▶ Extract:
= = = =
I could add a third one, which is the fact that you were so forlorn back then, that opting for this maze sounded the safest of adventures, being unaware of the surprises it would bring you. For every labyrinth has its traps, and only one exit. And lucky are those who could find it.

Med school drains you. You’re never gonna be the same afterwards; neither physically nor emotionally. Maintaining the shape of your life and the healthiest of lifestyles is never gonna be easy, especially as years pass by and responsibilities add up. You skip meals, sleep less, gain weight, barely exercise, and drown in coffee and late-night fatty food. You also become cold, apathetic, and start wondering, after being confronted to many deaths and difficult situations, how you would react if this scenario happens to one of your beloved ones. Fear creeps in, but tears, hardly so.

You also grow old, and in doing so, you realize that the world around you has grown faster than you. While you’re still barely getting remunerated despite working for endless hours, and many times even counting on your parents’ support to survive, others your age have already built a family and a house.

They tell you your time will come, and that one day you’ll collect more money than all of your friends combined. But truth is, if ever it happens with the plethora of doctors graduating each year and joining the 12000+ tally in the country, what’s the point of doing so at 40 or 50? Is it to spend them and enjoy life when the wrinkles start to appear and the body starts to give up?
= = = =
▶ Collected data entries:
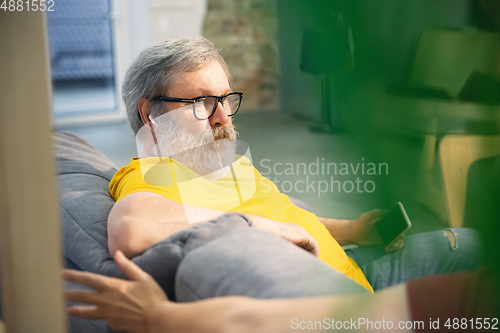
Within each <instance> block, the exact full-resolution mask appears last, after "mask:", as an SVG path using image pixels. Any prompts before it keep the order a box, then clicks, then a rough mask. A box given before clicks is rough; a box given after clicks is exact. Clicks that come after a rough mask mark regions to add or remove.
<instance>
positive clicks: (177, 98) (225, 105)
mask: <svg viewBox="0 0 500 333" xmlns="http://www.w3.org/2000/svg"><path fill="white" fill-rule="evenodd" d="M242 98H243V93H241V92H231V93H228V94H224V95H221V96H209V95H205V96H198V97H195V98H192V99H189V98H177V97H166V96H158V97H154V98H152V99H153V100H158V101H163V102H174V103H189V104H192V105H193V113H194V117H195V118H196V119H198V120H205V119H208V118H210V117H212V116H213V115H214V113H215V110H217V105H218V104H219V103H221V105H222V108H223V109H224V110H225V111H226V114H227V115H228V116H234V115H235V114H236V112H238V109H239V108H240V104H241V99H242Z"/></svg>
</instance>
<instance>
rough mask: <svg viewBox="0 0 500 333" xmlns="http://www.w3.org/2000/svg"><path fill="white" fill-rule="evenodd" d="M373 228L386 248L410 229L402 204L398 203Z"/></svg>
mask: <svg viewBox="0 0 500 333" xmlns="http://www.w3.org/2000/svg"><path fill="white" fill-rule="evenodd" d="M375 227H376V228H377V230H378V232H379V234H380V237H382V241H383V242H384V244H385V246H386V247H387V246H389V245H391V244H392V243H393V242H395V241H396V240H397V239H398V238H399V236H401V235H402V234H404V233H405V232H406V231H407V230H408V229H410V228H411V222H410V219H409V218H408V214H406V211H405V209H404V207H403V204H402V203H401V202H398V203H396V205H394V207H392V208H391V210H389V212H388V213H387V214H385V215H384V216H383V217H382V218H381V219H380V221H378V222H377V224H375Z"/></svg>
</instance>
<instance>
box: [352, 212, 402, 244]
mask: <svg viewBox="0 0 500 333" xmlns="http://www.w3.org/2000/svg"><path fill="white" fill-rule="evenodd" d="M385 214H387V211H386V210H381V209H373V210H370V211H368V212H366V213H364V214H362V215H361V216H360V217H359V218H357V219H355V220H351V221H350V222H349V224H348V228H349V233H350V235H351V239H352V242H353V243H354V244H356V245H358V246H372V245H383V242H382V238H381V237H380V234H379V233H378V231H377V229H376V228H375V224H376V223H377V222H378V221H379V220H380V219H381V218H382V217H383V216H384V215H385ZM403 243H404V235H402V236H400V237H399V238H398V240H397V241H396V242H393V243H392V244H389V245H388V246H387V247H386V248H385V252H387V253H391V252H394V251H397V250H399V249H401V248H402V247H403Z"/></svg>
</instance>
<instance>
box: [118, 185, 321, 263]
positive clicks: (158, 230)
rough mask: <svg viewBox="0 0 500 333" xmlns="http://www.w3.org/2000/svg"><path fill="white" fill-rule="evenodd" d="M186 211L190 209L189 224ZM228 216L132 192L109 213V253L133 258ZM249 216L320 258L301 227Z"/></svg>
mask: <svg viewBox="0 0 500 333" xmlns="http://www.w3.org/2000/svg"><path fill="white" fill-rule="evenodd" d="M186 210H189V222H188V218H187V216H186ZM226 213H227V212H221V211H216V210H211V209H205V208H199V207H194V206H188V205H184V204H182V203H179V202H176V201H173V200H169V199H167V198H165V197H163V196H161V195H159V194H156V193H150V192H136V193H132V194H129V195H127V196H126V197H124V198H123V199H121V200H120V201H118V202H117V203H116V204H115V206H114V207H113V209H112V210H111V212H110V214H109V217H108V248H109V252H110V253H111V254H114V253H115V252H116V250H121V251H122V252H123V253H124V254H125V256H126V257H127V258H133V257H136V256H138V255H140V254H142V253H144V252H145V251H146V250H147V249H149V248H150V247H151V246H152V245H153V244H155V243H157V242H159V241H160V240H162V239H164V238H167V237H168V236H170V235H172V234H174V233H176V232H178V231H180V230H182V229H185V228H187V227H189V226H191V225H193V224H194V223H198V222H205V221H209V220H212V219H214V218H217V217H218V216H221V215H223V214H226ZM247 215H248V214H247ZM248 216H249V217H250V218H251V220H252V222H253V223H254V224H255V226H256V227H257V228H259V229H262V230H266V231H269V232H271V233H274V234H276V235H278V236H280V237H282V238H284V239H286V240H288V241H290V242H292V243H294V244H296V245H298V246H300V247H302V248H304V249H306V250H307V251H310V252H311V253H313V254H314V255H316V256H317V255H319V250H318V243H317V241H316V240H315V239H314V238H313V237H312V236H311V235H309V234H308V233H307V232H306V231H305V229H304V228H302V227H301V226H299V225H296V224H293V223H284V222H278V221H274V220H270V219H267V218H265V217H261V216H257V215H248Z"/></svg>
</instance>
= = = =
▶ Exercises:
1) Answer these from the passage about medical school:
(a) How many exits does every labyrinth have?
(b) What two things does the passage say you drown in?
(c) What tally do the doctors graduating each year join?
2) Translate this sentence from the passage about medical school into Spanish: "For every labyrinth has its traps, and only one exit."
3) Continue the passage about medical school from its last sentence.

▶ Results in order:
1)
(a) Only one.
(b) Coffee and late-night fatty food.
(c) The 12000+ tally in the country.

2) Porque todo laberinto tiene sus trampas, y una sola salida.

3)
And the worst of it all, are the newcomers, who reach out to you for advice and think you’re just jealous of them becoming one day colleagues of yours, and end up realizing when it’s too late, what you really meant when you said: think twice before embarking on this journey.

Last but not least, the love life! We know how long and tough the path is, but parents cannot fathom that. They think there’s always time for love, to find a partner and to build a family. This is a nightmare, particularly for women, who are making their way through the labyrinth, and find themselves faced with the neighbors and family’s pressures of becoming spinsters, while most male doctors in the making could also barely afford paying the rent of their car, house or even daily living. Can you even think of getting married to somebody outside your domain? Who is gonna be ready to make so many sacrifices, to barely see you, and be forced to sit down with you and friends of your domain, the only ones you retain after almost all others would have given up on you, listening to your medical conversations while not understanding a single word?

You could say this is a very depressive article, and that I should seek mental health support. But I could pretty much tell you it’s not the case. We are all crazy in some way. And these tormenting questions I put on paper for the first time in years, are part of my crazy world and of many others who have chosen the same path I’m sure. I hope this way to be able to help them reflect realistically about their career, because what’s the point of living without pondering every action you take? Think once, twice and three times before choosing - and while - undergoing this. Don’t succumb to the pressure around. Society kills you and looks to stereotype your life. Don’t waste your chance of living it the way you want to.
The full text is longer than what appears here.